Okay. Deep breaths. The compassionate, patient mom inside me said, Just let him take a look around. Maybe he'll find something that he likes that will do the job and it will be a win. The harried, short-tempered mom who occasionally gets tired of doing the gender-danger dance said, It's just fucking moisturizing sunscreen! Completely gender-neutral! In gender-neutral packaging! That it is marketed in the women's skin care aisle is meaningless! We're all just people who need sun protection!
While I was engaged in this inner tizzy, Muir walked off to the sunscreen section in the corner, where they kept the hardcore stuff for swimming and sports. When I caught up to him, he was picking up tubes, checking labels. “This one is 70 SPF,” he said. Plus, there was a cute cartoon alligator on the tube.

(Entries provided):

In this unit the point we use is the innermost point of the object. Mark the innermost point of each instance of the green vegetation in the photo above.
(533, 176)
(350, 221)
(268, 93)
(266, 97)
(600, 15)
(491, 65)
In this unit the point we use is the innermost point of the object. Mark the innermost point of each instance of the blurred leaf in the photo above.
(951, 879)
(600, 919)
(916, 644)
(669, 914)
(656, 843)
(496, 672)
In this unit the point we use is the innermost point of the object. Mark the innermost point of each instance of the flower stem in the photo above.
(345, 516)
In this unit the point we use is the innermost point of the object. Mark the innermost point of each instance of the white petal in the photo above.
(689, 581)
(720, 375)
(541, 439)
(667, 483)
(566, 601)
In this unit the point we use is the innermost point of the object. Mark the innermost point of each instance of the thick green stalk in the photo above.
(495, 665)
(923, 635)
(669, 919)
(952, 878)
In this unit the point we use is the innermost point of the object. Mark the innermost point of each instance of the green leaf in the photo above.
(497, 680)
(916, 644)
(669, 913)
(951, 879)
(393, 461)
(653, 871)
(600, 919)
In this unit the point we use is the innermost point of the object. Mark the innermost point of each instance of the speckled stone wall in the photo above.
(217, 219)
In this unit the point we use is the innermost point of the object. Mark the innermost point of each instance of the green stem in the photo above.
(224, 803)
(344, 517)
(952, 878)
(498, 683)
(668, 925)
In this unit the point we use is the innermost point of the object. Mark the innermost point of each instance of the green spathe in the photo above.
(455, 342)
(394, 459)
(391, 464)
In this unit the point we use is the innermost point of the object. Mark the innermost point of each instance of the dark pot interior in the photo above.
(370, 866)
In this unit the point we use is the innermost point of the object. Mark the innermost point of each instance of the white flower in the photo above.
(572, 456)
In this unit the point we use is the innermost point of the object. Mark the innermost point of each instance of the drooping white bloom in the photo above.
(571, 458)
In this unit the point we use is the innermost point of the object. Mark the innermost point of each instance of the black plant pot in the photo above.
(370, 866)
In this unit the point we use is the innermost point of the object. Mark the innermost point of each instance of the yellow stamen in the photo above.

(Work to complete): Can you give the whole sunscreen-shopping passage above again, word for word?

(Solution for this task):
Okay. Deep breaths. The compassionate, patient mom inside me said, Just let him take a look around. Maybe he'll find something that he likes that will do the job and it will be a win. The harried, short-tempered mom who occasionally gets tired of doing the gender-danger dance said, It's just fucking moisturizing sunscreen! Completely gender-neutral! In gender-neutral packaging! That it is marketed in the women's skin care aisle is meaningless! We're all just people who need sun protection!
While I was engaged in this inner tizzy, Muir walked off to the sunscreen section in the corner, where they kept the hardcore stuff for swimming and sports. When I caught up to him, he was picking up tubes, checking labels. “This one is 70 SPF,” he said. Plus, there was a cute cartoon alligator on the tube.